**WHAT TO DO:** Edit the data from the line containing "Target: smiling face" through the end, replacing "blonde" with "platinum" and leaving everything else unchanged. Write out those revised lines.
══ RECORDED INFORMATION ══
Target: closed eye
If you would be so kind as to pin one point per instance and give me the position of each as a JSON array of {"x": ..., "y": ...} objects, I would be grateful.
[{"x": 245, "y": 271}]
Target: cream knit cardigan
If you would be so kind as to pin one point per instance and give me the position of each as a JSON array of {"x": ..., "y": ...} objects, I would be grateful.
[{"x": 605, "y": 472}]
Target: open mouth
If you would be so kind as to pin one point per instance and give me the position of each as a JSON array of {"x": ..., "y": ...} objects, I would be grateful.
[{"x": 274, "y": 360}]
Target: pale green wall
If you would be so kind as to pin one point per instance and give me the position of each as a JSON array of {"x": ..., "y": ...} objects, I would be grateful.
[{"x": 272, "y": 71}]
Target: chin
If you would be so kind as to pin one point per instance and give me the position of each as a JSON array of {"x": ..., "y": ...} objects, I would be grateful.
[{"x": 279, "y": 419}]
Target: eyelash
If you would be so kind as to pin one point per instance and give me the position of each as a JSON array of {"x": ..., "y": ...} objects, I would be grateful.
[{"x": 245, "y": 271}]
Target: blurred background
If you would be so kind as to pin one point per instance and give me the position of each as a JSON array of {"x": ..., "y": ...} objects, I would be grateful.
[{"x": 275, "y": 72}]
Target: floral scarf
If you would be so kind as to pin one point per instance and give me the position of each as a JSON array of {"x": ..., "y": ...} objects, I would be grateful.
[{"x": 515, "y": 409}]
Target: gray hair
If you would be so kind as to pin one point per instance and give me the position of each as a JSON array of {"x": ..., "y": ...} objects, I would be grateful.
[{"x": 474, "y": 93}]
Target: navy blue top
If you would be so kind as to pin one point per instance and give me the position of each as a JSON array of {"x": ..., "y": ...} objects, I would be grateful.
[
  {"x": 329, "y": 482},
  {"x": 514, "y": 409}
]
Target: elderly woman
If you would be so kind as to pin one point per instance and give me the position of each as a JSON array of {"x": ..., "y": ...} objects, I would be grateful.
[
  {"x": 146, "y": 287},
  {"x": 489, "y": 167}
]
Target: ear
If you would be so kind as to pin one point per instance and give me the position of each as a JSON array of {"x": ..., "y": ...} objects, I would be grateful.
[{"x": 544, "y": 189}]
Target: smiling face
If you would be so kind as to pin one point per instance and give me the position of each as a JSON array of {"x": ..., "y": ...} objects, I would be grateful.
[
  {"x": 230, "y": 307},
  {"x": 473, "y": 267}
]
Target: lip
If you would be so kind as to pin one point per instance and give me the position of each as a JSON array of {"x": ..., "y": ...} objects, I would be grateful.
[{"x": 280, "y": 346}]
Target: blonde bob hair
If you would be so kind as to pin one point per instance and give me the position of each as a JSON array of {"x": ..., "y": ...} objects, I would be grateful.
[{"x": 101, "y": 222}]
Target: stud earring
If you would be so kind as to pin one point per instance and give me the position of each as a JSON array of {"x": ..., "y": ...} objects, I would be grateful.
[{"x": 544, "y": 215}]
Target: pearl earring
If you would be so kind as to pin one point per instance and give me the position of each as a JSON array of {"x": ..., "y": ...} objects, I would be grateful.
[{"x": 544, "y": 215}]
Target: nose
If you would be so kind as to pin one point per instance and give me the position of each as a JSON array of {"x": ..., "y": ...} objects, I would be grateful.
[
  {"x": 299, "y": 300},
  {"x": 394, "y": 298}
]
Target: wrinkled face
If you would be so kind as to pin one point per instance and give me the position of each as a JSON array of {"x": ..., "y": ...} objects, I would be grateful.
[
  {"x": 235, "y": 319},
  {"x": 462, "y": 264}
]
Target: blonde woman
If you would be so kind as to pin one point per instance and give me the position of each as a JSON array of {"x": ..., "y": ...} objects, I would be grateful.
═══
**THE RESPONSE:**
Target: smiling face
If you would be so kind as to pin one point per instance and give me the position of each as a JSON array of {"x": ..., "y": ...} objects, I would be grateful.
[
  {"x": 230, "y": 307},
  {"x": 473, "y": 267}
]
Target: lip
If you would be so kind as to pin one point per instance and give me the position of each as a JSON array of {"x": ..., "y": ...} objects, I would be grateful.
[{"x": 280, "y": 346}]
Target: platinum bob hair
If you would be so kind as to pin one point per instance and give me the position of each as a JSON array of {"x": ..., "y": ...} objects, I would be grateful.
[{"x": 101, "y": 222}]
Target: stud earring
If you would be so kind as to pin one point per instance and give me the position of each as a JSON array of {"x": ..., "y": ...} objects, I would be grateful.
[{"x": 544, "y": 215}]
Target: pearl earring
If you would be so kind as to pin one point per instance and give me the position of each as a JSON array of {"x": ..., "y": ...} objects, I would be grateful.
[{"x": 544, "y": 215}]
Target: nose
If you would be so kind as to pin one point per instance and give me the position of each as a JSON array of {"x": ..., "y": ...} objects, I would be grateful.
[
  {"x": 299, "y": 300},
  {"x": 394, "y": 298}
]
Target: wrinkled face
If you would be so kind as to pin one point per instance and give me the position of each as a JSON array of {"x": ..., "y": ...} objects, I would be grateful.
[
  {"x": 235, "y": 319},
  {"x": 462, "y": 264}
]
Target: platinum woman
If you would be so kind as to pin one point per instance and give me the position of each as a JSON array of {"x": ..., "y": ...} objects, I would be grateful.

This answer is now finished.